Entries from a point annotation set
—————

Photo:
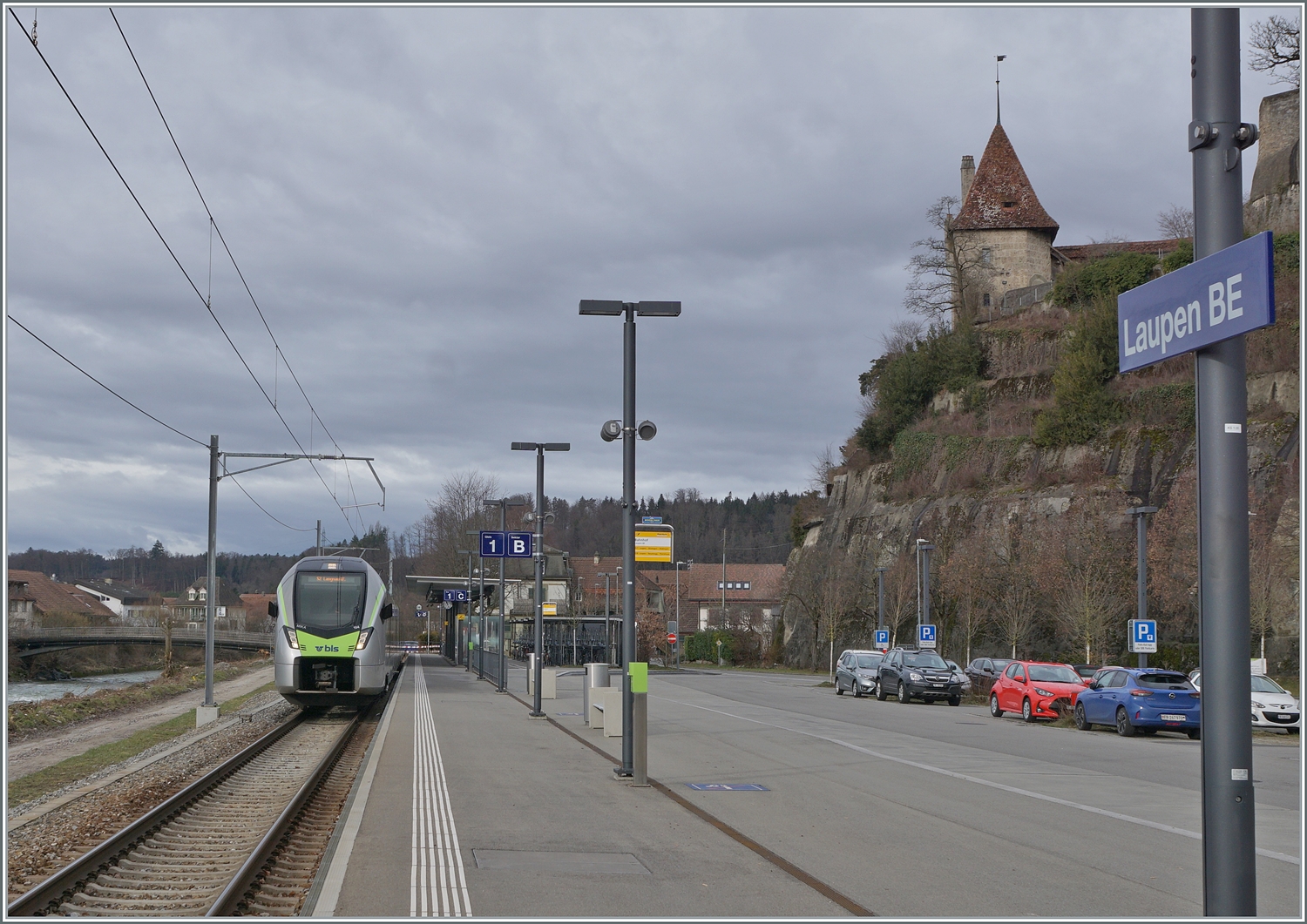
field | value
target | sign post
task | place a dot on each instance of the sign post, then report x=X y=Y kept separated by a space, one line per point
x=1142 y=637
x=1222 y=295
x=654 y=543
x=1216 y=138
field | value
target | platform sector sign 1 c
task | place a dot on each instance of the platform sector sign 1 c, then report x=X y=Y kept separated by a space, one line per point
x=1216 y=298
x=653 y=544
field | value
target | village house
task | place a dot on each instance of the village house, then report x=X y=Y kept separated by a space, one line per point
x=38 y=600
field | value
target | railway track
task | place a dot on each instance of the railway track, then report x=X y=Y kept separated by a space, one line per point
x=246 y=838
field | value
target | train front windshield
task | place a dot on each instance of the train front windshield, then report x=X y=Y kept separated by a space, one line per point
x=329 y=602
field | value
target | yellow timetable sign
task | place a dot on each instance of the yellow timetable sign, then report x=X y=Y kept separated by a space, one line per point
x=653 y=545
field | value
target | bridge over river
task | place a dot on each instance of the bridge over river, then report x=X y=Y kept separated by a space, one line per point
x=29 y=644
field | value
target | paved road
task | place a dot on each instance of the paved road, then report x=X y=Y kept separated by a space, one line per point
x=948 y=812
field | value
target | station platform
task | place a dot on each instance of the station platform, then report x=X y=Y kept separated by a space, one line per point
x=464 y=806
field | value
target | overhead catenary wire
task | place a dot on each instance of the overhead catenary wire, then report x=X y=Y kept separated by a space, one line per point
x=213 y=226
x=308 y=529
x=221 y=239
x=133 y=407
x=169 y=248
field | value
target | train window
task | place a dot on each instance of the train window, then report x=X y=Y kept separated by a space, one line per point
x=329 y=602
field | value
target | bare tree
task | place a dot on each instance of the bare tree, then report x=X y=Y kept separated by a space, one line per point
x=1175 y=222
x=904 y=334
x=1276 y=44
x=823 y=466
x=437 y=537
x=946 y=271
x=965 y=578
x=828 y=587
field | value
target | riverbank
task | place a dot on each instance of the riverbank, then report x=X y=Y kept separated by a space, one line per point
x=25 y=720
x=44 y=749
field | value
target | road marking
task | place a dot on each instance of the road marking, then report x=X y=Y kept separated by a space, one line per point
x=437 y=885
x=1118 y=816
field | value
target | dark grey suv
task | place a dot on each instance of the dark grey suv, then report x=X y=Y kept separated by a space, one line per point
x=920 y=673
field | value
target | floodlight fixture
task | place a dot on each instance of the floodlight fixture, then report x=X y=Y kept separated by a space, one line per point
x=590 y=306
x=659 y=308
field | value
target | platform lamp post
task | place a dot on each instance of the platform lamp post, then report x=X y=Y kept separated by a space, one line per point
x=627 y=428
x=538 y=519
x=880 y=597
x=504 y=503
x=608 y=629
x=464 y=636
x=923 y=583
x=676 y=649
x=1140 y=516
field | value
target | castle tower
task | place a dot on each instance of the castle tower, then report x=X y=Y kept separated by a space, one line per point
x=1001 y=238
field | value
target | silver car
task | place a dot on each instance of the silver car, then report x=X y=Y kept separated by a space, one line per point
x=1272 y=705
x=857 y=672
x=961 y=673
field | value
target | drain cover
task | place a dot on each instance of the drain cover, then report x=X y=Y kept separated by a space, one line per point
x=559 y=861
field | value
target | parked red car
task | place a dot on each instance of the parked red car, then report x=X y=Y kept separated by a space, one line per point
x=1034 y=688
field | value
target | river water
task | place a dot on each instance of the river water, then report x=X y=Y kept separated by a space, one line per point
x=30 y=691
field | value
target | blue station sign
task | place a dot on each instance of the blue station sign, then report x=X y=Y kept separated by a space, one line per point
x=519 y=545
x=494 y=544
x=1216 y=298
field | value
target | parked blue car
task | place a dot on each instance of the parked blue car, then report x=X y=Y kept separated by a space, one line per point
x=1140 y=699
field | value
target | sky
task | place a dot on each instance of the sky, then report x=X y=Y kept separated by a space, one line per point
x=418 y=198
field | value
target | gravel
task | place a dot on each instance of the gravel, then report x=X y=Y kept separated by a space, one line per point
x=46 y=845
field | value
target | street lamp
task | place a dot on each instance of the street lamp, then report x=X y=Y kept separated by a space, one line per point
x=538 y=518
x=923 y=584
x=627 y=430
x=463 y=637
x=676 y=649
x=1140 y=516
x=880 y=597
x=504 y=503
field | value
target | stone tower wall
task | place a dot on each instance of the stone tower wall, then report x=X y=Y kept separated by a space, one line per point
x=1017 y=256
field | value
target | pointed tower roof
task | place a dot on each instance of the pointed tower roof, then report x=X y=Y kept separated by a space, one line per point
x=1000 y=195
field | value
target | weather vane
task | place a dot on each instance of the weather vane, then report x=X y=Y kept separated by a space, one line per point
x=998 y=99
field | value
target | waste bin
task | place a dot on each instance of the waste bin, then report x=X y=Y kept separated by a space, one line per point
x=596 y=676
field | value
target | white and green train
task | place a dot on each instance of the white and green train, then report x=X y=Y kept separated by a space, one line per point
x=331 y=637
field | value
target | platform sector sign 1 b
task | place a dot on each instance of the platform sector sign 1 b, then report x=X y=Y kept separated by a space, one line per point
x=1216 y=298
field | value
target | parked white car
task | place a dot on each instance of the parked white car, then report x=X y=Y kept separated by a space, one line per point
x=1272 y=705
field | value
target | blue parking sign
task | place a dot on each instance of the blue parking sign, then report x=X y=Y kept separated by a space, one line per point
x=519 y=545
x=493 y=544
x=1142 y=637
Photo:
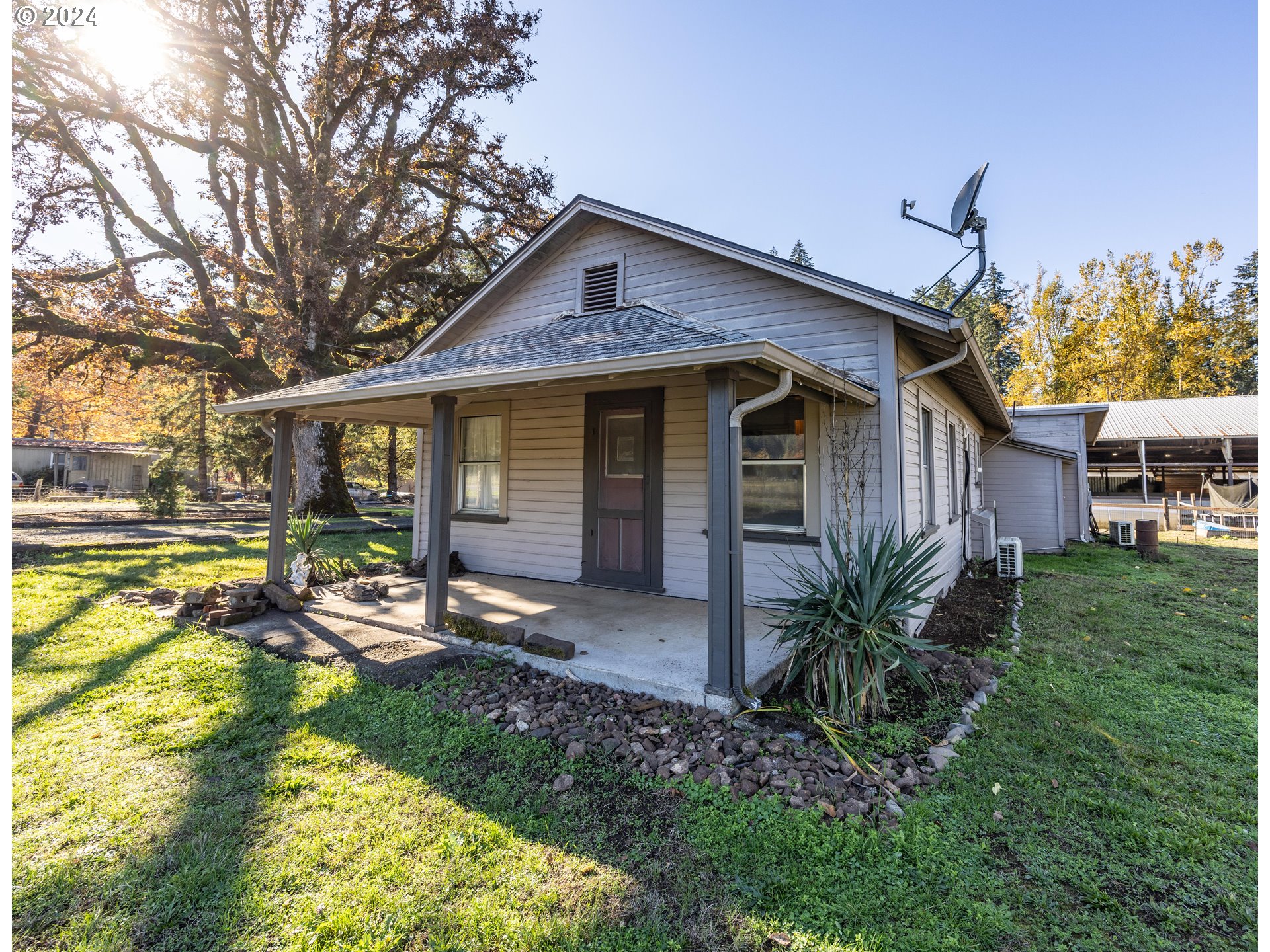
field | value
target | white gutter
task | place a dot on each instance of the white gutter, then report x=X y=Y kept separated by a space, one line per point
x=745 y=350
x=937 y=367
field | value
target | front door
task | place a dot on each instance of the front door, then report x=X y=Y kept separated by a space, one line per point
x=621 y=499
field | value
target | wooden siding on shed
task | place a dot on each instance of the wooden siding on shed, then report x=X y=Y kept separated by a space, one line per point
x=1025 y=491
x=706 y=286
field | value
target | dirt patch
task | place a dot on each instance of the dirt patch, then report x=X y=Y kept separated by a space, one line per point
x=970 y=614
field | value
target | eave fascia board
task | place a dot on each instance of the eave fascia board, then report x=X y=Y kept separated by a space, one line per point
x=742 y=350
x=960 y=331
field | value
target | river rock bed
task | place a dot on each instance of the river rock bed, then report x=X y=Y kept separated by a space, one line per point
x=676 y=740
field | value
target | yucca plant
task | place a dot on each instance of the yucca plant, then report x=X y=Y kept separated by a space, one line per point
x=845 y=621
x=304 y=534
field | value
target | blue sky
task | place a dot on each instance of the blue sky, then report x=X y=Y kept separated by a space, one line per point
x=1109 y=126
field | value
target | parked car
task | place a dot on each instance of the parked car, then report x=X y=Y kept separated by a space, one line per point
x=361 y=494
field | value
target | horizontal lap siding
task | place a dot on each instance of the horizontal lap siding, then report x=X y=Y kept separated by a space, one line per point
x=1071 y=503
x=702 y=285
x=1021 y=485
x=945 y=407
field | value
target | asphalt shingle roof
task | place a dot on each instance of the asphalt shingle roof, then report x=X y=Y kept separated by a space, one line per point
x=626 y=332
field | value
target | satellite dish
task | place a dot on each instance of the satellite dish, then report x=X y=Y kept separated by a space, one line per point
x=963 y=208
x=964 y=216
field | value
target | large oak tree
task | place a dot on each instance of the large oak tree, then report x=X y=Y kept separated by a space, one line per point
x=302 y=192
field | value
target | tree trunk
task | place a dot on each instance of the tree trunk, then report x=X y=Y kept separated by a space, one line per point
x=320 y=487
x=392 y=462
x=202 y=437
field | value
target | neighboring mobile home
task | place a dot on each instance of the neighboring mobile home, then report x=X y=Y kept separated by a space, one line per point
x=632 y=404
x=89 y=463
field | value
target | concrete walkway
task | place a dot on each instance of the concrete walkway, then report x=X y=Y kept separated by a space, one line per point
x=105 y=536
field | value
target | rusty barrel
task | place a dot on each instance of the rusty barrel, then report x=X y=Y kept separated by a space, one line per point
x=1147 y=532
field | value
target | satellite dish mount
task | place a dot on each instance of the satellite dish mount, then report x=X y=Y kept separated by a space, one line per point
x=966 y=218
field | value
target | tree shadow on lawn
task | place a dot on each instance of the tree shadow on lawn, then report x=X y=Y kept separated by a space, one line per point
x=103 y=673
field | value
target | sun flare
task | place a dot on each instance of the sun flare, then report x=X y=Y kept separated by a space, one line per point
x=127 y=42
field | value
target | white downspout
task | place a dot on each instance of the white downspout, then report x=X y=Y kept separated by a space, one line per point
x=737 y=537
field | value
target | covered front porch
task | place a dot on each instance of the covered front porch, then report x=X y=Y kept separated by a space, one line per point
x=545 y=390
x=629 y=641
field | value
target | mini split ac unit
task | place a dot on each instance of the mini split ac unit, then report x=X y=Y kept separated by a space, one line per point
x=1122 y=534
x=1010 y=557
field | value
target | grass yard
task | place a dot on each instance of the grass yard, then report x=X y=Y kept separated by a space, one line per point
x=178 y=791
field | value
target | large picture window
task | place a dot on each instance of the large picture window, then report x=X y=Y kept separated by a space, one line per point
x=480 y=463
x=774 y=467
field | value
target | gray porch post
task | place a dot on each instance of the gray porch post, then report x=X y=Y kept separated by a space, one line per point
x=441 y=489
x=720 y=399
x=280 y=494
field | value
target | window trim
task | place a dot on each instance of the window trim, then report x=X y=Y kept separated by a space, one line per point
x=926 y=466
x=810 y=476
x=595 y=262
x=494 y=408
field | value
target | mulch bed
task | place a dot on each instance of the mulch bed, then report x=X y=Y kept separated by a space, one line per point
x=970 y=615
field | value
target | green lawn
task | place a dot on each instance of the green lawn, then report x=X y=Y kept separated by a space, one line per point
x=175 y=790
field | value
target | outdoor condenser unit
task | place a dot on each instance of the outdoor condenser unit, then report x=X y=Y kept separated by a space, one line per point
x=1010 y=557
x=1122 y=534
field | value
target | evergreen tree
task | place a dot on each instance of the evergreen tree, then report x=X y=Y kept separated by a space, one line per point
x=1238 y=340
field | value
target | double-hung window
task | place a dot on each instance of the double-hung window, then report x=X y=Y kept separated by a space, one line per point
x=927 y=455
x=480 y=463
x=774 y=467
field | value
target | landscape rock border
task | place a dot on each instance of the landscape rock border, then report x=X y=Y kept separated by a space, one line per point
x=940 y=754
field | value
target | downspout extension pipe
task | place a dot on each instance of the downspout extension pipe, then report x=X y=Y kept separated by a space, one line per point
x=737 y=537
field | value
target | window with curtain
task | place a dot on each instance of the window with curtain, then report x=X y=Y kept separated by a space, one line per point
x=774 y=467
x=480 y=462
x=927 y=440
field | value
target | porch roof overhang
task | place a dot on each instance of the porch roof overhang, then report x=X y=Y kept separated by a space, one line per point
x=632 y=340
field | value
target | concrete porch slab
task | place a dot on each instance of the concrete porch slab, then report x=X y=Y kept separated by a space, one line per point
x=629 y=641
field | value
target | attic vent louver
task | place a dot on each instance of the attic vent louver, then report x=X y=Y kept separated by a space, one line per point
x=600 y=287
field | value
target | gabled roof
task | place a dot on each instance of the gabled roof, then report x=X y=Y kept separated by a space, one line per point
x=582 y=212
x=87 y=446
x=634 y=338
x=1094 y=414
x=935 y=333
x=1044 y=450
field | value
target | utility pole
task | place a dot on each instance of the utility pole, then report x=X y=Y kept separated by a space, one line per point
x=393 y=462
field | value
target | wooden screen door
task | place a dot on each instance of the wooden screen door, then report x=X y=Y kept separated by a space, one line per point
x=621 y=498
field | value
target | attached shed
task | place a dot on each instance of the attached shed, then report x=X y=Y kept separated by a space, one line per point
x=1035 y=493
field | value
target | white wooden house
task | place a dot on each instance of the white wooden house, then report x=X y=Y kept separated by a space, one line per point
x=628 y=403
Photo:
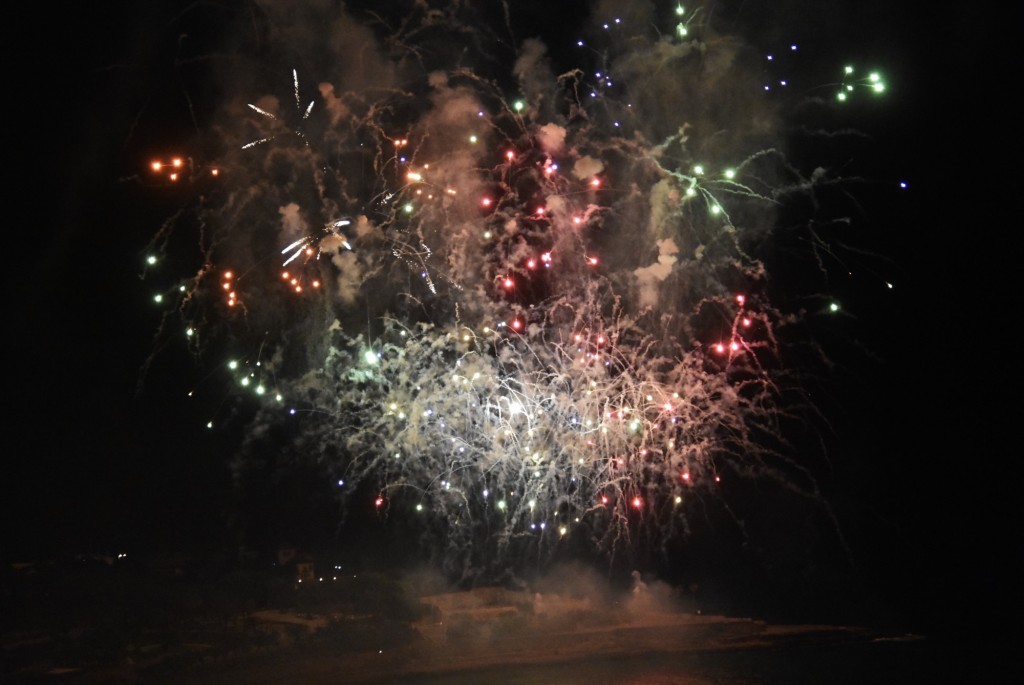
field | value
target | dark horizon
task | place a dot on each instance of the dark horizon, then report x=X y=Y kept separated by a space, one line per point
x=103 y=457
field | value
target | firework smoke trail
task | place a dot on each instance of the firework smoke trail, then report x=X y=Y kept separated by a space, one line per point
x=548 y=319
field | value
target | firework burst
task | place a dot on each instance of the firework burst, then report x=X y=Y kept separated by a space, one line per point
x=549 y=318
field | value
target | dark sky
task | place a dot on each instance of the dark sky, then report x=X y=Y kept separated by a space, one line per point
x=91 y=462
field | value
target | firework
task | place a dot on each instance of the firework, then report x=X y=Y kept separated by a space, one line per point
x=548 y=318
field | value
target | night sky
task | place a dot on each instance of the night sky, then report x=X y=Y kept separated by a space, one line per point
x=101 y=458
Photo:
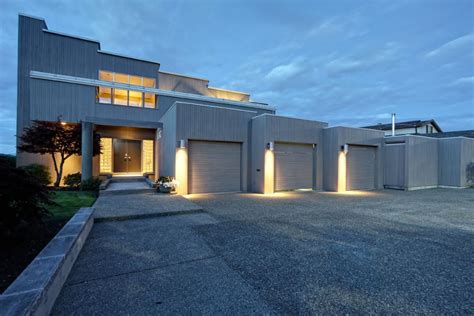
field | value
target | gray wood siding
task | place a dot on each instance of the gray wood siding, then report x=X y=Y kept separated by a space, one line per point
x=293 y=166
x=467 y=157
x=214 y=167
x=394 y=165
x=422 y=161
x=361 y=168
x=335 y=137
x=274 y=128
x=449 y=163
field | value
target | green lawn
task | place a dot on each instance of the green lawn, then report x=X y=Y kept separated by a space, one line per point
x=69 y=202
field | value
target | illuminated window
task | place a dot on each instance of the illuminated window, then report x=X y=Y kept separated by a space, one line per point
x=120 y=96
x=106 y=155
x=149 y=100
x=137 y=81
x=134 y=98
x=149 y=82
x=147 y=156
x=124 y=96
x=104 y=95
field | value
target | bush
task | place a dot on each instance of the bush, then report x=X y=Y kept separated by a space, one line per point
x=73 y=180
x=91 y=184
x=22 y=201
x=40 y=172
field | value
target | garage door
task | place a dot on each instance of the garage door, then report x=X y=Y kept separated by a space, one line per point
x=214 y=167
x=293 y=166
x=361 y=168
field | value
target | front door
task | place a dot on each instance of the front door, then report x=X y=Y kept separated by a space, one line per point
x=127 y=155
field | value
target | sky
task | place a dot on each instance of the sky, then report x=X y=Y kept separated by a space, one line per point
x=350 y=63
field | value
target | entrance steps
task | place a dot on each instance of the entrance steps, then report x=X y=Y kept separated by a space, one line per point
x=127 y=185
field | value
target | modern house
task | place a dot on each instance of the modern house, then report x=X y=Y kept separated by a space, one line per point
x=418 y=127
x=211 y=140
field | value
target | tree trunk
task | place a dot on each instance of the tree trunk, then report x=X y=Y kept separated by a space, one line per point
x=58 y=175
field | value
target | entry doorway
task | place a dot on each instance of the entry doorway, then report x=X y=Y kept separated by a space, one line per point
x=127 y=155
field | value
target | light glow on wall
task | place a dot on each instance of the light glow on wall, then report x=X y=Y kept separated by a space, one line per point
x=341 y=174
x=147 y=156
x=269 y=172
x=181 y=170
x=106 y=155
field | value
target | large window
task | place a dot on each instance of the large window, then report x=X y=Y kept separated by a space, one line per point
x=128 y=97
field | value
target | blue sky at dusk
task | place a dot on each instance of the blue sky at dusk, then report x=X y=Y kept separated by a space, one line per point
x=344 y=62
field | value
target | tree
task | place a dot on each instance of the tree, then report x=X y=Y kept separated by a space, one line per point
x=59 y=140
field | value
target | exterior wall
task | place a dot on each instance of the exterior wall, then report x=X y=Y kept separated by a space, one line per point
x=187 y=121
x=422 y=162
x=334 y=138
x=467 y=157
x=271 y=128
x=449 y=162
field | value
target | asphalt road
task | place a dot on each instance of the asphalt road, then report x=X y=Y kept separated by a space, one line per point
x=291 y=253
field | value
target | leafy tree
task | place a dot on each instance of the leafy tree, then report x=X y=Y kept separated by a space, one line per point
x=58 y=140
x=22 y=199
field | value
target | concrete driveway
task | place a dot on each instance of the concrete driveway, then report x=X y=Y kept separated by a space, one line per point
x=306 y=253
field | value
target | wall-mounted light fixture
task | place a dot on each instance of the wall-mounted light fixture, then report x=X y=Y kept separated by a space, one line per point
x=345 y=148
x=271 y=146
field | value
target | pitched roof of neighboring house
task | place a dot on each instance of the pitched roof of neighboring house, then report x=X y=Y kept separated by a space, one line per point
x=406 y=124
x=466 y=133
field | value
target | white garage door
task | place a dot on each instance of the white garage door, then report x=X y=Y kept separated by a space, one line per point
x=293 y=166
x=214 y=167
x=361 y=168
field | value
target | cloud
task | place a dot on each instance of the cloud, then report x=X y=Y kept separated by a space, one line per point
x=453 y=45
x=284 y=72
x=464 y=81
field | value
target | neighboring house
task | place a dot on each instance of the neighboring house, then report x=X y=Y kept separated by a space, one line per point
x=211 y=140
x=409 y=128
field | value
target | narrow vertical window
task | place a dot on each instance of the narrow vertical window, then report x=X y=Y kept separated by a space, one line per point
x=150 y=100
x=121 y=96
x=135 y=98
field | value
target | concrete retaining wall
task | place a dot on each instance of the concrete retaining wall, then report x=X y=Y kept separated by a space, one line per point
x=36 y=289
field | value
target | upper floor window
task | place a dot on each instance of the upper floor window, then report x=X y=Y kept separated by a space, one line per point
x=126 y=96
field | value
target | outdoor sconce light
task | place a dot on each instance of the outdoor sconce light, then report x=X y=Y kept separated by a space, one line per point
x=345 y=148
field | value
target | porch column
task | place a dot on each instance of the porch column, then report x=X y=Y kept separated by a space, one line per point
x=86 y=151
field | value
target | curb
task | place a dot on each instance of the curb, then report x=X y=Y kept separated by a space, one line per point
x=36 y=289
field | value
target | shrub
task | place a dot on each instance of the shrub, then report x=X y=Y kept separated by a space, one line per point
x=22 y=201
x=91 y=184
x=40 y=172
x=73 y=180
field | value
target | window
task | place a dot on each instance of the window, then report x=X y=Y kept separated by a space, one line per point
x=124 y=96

—————

Pick out every line of the material above that contains the string "shed", with uppercase and lowercase letters treated as distinct.

target | wooden siding on shed
task | place a dot on each instance of the wooden siding on shed, then report x=X y=Y kept separated by a space, one line per point
target | attached shed
task | place a dot on each instance of the attached shed, then report x=X y=Y kept separated by a space, one line per point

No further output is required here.